* Direction: Pull out every line of the items below that contains the string "bird", and copy each one unchanged.

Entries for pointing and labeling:
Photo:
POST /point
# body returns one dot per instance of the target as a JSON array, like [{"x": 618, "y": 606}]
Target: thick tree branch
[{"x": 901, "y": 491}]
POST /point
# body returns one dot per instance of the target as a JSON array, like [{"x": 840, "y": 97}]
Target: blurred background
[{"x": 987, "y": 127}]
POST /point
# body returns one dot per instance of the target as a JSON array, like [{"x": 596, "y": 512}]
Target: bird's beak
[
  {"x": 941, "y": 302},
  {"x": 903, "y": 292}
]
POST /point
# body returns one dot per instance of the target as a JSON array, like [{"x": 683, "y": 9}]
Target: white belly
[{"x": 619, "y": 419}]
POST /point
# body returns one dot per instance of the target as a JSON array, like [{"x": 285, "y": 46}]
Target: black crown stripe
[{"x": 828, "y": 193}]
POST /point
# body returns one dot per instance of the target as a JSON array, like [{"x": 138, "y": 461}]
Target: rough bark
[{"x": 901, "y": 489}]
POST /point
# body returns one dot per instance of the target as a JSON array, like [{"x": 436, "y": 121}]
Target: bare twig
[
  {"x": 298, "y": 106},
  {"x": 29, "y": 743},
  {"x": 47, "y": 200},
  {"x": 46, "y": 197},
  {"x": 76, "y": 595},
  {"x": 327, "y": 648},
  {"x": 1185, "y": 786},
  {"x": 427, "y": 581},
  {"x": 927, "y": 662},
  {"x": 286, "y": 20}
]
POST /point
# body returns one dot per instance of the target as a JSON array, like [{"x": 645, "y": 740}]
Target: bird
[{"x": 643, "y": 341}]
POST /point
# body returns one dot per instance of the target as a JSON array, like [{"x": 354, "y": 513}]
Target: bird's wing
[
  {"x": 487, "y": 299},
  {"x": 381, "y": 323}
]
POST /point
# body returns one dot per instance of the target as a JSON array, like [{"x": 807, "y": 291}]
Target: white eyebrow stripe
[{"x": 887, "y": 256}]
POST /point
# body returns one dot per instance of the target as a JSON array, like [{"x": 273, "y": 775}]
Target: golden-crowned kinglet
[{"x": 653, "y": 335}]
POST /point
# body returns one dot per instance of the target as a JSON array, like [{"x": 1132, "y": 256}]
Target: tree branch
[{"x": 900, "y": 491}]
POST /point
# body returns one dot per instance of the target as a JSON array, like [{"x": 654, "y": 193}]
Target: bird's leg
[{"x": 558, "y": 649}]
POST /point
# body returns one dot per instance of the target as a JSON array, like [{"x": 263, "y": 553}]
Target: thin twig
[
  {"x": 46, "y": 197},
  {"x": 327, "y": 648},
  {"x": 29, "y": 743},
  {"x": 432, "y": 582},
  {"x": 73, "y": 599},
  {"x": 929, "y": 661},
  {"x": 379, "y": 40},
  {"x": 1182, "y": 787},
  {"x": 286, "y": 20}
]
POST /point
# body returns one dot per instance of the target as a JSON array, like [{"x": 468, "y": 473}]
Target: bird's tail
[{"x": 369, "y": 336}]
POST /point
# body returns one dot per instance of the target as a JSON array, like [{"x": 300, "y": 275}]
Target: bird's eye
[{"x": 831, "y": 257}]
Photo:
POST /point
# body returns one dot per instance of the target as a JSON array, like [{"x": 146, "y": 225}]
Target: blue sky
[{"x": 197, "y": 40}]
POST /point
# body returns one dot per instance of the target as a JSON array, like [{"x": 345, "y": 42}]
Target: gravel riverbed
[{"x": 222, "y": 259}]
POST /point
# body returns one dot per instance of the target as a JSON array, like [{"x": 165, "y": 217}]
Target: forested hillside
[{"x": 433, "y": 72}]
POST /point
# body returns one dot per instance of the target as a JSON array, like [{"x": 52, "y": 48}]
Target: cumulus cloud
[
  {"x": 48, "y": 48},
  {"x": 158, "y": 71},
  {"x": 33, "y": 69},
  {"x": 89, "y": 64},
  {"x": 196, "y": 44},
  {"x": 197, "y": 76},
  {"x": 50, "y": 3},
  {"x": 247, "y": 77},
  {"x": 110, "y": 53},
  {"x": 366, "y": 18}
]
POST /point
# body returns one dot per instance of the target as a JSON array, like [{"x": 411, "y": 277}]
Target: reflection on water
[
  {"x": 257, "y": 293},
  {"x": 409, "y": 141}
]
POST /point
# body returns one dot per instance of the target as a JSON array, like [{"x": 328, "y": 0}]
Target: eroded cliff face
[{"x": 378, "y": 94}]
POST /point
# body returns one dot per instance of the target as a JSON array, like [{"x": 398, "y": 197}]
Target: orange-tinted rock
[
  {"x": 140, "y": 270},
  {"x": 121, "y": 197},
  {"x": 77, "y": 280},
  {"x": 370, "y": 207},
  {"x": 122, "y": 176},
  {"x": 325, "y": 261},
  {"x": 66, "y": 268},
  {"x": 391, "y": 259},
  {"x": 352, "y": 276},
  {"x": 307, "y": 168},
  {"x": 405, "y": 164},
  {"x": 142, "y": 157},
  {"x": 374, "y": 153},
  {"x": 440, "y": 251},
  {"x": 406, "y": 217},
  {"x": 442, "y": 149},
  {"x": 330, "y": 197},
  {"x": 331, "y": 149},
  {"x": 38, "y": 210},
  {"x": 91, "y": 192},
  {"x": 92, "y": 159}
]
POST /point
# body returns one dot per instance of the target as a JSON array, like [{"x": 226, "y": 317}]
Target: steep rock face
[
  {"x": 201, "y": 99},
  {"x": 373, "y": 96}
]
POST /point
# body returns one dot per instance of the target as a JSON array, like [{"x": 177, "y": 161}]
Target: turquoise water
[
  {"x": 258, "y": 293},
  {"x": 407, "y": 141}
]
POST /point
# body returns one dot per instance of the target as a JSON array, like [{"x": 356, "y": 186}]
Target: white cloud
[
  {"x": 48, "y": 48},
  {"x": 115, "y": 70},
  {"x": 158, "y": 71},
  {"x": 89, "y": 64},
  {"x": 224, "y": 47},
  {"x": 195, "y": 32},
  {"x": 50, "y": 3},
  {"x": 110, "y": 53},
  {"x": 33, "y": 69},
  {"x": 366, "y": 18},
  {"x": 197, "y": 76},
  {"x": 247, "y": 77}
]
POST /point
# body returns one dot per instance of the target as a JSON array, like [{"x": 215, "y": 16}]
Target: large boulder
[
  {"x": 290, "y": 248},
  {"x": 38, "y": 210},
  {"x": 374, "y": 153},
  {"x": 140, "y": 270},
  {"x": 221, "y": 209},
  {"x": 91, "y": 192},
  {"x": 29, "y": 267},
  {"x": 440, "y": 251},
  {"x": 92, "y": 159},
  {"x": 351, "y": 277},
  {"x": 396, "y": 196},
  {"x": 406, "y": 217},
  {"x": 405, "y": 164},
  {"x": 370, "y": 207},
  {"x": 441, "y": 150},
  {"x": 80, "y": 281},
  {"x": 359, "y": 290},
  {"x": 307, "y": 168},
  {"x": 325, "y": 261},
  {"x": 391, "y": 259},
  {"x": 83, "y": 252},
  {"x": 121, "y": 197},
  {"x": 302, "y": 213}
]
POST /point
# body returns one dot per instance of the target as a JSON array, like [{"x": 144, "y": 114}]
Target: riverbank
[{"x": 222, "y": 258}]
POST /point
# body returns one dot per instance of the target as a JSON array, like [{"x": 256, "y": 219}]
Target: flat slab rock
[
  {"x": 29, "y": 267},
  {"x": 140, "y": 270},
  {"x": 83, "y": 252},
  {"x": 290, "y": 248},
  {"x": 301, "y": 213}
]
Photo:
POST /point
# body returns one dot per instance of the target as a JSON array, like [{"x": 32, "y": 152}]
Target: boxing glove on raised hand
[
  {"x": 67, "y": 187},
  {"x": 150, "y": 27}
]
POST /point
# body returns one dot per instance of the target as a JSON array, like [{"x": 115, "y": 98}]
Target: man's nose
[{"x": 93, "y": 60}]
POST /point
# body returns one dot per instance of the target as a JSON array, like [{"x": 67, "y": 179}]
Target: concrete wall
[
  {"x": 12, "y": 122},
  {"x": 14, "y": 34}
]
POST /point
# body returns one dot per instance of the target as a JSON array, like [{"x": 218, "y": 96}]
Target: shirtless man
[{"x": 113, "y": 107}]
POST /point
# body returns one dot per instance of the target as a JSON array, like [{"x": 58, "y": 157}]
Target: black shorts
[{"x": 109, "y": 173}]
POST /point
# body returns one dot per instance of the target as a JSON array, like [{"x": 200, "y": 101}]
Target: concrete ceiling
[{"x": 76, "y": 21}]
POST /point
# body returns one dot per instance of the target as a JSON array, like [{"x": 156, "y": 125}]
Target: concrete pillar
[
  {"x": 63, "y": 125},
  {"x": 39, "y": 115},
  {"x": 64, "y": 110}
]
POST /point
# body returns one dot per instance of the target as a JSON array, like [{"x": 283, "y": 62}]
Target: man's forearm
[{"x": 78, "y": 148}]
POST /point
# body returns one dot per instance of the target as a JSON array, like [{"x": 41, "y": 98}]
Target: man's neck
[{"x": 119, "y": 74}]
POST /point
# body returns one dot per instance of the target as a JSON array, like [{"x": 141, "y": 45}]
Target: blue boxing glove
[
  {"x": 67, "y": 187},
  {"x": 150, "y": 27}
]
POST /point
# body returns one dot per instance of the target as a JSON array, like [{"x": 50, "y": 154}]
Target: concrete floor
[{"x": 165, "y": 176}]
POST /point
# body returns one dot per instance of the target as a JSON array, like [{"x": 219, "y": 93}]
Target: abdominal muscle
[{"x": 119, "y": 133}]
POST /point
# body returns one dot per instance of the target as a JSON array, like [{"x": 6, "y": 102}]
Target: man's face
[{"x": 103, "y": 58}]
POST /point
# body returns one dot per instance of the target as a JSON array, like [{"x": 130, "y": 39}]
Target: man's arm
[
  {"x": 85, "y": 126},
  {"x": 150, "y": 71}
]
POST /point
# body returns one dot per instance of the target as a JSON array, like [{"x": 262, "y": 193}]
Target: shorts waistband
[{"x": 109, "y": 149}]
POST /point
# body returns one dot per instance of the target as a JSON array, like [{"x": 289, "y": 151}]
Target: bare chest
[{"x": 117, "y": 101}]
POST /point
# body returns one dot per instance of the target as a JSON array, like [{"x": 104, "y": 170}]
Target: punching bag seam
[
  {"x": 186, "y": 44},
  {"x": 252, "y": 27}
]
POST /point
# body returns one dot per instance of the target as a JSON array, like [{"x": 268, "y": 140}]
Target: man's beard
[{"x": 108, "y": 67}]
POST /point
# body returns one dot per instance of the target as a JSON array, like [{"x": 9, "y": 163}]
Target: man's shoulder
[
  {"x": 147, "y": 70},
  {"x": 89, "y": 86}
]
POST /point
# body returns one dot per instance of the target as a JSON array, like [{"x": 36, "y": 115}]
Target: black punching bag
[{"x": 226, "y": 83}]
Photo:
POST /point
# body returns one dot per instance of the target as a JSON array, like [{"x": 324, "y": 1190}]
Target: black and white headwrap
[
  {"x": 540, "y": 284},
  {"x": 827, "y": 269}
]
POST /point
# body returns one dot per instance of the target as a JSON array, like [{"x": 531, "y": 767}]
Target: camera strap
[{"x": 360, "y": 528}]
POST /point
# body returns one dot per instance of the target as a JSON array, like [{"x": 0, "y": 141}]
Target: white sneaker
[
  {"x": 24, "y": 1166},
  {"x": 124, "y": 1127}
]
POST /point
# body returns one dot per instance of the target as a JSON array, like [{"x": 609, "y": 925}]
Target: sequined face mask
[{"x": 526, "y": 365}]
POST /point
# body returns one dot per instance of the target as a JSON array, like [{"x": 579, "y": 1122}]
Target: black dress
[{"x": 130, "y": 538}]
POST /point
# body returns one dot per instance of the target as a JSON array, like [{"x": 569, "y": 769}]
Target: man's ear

* Full answer:
Target: bird's beak
Target: bird
Target: bird's wing
Target: bird's leg
Target: bird's tail
Target: bird's eye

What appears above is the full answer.